Instruction — Starting with the line containing "Might I trouble you for the coordinates of the bare" and going on through the end of the data, write out every line again. Add 144 to each number in the coordinates and leave the text lines unchanged.

[Excerpts of pointing data]
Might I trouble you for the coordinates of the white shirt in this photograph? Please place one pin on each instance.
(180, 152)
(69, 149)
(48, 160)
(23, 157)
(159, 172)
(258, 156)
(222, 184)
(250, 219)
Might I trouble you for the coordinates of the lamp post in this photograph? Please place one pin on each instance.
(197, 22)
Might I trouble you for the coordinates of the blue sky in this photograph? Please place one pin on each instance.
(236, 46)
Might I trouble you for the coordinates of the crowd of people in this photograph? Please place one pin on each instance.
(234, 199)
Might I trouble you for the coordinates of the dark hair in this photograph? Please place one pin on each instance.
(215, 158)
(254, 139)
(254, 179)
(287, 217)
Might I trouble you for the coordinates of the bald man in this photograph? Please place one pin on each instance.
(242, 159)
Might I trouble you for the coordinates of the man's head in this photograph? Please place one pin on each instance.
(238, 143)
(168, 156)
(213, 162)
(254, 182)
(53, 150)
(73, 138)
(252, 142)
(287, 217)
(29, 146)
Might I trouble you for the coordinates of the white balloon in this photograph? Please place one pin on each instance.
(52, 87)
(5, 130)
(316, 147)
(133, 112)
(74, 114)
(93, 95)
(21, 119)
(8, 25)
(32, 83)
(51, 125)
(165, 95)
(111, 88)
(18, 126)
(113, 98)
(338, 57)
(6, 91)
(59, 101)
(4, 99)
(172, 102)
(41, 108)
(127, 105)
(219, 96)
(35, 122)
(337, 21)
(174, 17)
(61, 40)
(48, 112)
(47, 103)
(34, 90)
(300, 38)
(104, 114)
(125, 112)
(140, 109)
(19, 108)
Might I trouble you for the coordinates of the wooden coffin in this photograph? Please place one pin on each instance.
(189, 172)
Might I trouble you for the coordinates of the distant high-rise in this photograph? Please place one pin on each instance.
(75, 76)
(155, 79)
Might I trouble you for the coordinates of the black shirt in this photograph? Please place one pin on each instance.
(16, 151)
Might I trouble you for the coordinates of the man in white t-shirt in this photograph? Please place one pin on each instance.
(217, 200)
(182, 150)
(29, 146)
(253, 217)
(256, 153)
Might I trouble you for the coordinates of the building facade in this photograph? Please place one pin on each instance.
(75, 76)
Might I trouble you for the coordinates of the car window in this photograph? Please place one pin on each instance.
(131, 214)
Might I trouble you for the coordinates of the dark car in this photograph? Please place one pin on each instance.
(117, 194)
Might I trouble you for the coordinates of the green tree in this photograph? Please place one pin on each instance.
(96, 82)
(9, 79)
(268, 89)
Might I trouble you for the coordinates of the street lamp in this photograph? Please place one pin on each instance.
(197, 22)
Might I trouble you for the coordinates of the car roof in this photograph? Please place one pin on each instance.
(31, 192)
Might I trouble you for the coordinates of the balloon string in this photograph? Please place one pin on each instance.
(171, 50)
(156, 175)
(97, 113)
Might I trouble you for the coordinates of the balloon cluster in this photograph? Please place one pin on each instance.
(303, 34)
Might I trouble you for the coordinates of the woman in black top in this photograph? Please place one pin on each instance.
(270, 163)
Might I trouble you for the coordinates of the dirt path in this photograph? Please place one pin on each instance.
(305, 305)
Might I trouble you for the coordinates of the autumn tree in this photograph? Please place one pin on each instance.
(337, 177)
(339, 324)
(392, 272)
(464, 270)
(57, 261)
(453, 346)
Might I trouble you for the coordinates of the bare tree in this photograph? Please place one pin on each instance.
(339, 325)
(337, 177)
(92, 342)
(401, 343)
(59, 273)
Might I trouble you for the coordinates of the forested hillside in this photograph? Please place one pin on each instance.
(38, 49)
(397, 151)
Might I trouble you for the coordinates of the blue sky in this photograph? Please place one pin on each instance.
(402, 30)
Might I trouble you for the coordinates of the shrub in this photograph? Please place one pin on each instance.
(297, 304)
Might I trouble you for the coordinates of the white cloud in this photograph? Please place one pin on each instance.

Solution to this problem —
Might I trouble you for the coordinates of the bare tree in this photograph? Please place one pin on each instance.
(483, 469)
(481, 321)
(236, 486)
(545, 487)
(203, 417)
Might I trouble you for the coordinates of the forested hillside in this photograph? Please place one pin on each instance.
(182, 193)
(541, 295)
Might I trouble you for the coordinates of the blue sky in this photograph? Please place one pin on each instance.
(546, 174)
Might I trouble you for the coordinates of the shrub in this photograph? Please place one pin on each instance.
(441, 448)
Might I trouble you for the coordinates of the white cloud in this photograph? Please place one pin on each instance.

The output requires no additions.